§ **Supplied entries**
▼
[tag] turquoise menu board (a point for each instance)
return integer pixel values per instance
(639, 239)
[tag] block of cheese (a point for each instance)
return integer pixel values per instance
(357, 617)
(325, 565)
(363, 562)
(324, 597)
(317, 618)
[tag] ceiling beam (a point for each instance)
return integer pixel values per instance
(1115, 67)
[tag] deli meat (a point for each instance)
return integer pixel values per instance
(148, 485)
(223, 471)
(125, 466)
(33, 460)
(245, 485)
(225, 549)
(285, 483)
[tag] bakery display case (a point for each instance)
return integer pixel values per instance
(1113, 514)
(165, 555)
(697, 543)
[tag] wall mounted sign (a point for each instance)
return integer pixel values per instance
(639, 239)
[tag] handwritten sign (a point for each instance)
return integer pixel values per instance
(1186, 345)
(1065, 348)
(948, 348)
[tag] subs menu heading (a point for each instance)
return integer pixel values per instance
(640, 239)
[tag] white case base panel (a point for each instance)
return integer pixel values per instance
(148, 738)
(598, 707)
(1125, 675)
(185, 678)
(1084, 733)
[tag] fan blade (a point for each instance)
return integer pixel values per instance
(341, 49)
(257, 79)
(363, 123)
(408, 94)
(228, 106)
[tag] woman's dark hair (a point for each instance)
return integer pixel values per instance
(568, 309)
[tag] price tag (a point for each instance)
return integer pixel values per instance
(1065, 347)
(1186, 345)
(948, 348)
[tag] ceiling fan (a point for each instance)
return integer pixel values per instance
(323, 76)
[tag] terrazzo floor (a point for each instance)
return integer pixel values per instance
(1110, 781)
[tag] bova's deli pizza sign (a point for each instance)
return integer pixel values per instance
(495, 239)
▲
▼
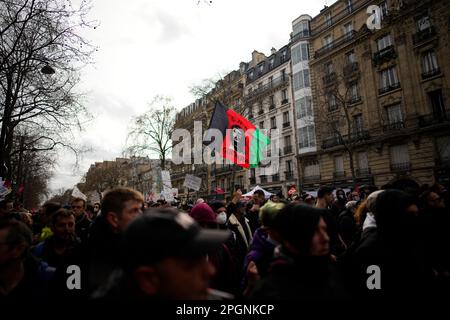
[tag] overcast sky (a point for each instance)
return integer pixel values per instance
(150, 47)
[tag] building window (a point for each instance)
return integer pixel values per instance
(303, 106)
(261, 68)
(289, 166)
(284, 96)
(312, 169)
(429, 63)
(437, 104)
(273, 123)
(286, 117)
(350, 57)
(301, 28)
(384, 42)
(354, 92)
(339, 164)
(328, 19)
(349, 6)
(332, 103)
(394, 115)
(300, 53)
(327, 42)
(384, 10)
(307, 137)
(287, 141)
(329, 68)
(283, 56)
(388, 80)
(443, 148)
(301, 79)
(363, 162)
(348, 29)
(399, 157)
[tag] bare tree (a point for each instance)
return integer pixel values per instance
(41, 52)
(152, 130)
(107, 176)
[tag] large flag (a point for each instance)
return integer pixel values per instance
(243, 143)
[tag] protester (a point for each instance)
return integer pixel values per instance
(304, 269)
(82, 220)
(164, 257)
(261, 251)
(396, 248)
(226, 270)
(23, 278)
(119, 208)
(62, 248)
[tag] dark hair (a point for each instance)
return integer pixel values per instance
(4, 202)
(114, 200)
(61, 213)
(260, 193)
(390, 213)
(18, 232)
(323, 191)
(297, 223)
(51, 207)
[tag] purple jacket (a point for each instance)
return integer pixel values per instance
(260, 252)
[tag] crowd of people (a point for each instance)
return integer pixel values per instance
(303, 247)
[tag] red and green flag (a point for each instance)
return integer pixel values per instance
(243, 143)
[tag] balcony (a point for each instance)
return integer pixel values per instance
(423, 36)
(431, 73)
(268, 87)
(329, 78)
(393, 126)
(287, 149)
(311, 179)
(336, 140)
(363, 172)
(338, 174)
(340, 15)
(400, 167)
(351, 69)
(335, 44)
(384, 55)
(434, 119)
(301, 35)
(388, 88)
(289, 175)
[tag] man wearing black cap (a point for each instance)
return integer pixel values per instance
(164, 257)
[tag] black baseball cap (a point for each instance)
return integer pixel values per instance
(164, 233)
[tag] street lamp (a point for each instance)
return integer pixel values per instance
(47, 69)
▲
▼
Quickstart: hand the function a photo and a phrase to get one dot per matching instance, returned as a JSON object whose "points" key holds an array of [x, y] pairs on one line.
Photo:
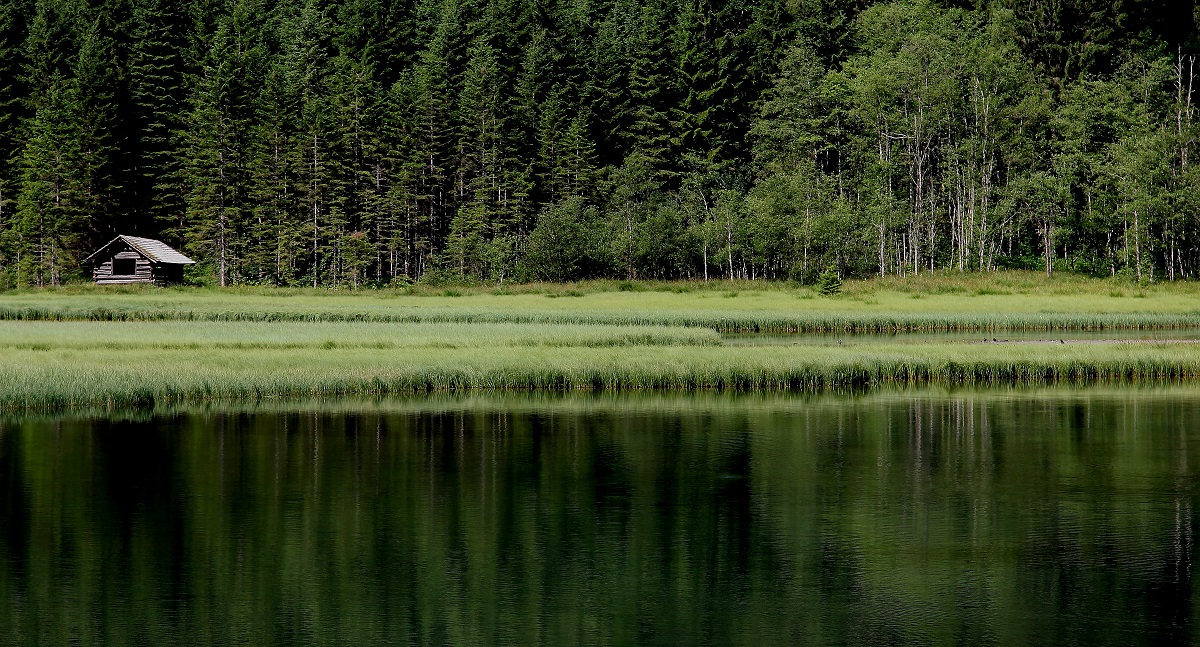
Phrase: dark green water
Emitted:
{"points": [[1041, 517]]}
▲
§ **Task directions**
Reproduce verbatim only the segment of the listing bounded by the line containing "[tag] turquoise menu" and the line containing "[tag] deli meat (a point for each instance)", with both boundary lines included.

§ **Written response**
[tag] turquoise menu board (a point for each instance)
return integer pixel values per instance
(639, 239)
[tag] block of cheese (a point for each instance)
return integer pixel values per instance
(357, 617)
(325, 565)
(363, 562)
(324, 597)
(317, 618)
[tag] ceiling beam (a point for each instance)
return integer pixel values per instance
(1115, 67)
[tag] deli meat (a point for each instance)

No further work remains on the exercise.